╔══
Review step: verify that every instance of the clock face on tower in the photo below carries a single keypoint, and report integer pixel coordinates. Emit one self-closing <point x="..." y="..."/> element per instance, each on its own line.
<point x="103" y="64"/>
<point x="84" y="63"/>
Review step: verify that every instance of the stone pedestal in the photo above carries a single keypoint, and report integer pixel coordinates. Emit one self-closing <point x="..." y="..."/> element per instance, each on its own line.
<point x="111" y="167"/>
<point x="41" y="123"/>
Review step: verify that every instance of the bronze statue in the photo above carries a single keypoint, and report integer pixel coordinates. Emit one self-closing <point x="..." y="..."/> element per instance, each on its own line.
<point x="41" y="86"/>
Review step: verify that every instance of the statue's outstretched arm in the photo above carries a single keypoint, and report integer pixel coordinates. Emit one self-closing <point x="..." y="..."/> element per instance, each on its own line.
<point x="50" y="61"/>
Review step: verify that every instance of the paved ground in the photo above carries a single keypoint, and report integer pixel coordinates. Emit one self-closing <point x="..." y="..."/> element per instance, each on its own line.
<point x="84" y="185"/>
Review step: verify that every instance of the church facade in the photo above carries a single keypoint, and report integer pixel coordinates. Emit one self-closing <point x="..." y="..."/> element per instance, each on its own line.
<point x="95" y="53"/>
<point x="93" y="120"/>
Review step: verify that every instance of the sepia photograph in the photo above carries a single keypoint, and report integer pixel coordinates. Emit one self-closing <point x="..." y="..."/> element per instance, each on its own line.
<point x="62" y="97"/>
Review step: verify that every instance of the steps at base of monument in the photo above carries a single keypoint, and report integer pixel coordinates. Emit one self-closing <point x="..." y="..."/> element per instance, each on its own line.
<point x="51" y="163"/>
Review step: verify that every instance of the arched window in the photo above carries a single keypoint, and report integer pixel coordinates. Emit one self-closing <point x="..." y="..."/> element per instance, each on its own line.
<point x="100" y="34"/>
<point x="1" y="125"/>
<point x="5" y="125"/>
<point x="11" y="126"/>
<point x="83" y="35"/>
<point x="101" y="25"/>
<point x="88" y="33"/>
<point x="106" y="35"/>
╚══
WHAT IS REQUIRED
An exact reproduction of the listing is required, covering every entry.

TASK ANSWER
Review step: verify that every instance of the clock face on tower in the photo below carries a single keypoint, and report integer pixel coordinates. Emit one self-closing <point x="..." y="..."/> element per instance, each on its own line.
<point x="103" y="64"/>
<point x="84" y="63"/>
Review step: verify that every instance of the stone pedestal in the photo above carries a single keypoint, and report integer pixel coordinates. Emit one self-closing <point x="..." y="..."/> element per instance, each on its own line.
<point x="111" y="167"/>
<point x="41" y="123"/>
Review step: verify that every instance of the bronze statue in the photo above carries a single keypoint, and report integer pixel coordinates. Emit one self-closing <point x="..." y="..."/> element per instance, each on its own line.
<point x="41" y="86"/>
Review step: verify that every instance of the statue's outstretched arm in the photo above carries a single keypoint, and report integer pixel coordinates. Emit one self-closing <point x="..." y="..."/> element per instance, each on its own line.
<point x="50" y="61"/>
Review step: verify that every instance of the paved ground in the photo above carries a single keypoint, and report integer pixel coordinates. Emit one self-closing <point x="..." y="..."/> element per instance, each on its own line.
<point x="84" y="185"/>
Review step: verify that every instance of the church facade in the photo above carries a single keypoint, and report integer pixel coordinates. Emit one self-closing <point x="..." y="..."/> element per instance, each on its own line.
<point x="95" y="53"/>
<point x="93" y="120"/>
Review step: verify that every instance of the sepia photograph in the photo above carries a single keypoint, and report integer pixel coordinates. Emit one self-closing <point x="..." y="..."/> element per instance, each on its own line.
<point x="62" y="97"/>
Review step: verify that every instance of the steps at base of monument in the photo above carries a single keypoint, and report integer pixel coordinates. Emit one self-closing <point x="..." y="..."/> element per instance, each on its own line.
<point x="51" y="163"/>
Review step: verify that every instance of the arched window in the photo above carries a single keypoint, and report integer pixel coordinates. Emit one self-closing <point x="..." y="..."/> element per instance, each on its own line.
<point x="100" y="34"/>
<point x="1" y="125"/>
<point x="5" y="125"/>
<point x="11" y="126"/>
<point x="83" y="35"/>
<point x="101" y="25"/>
<point x="88" y="33"/>
<point x="106" y="35"/>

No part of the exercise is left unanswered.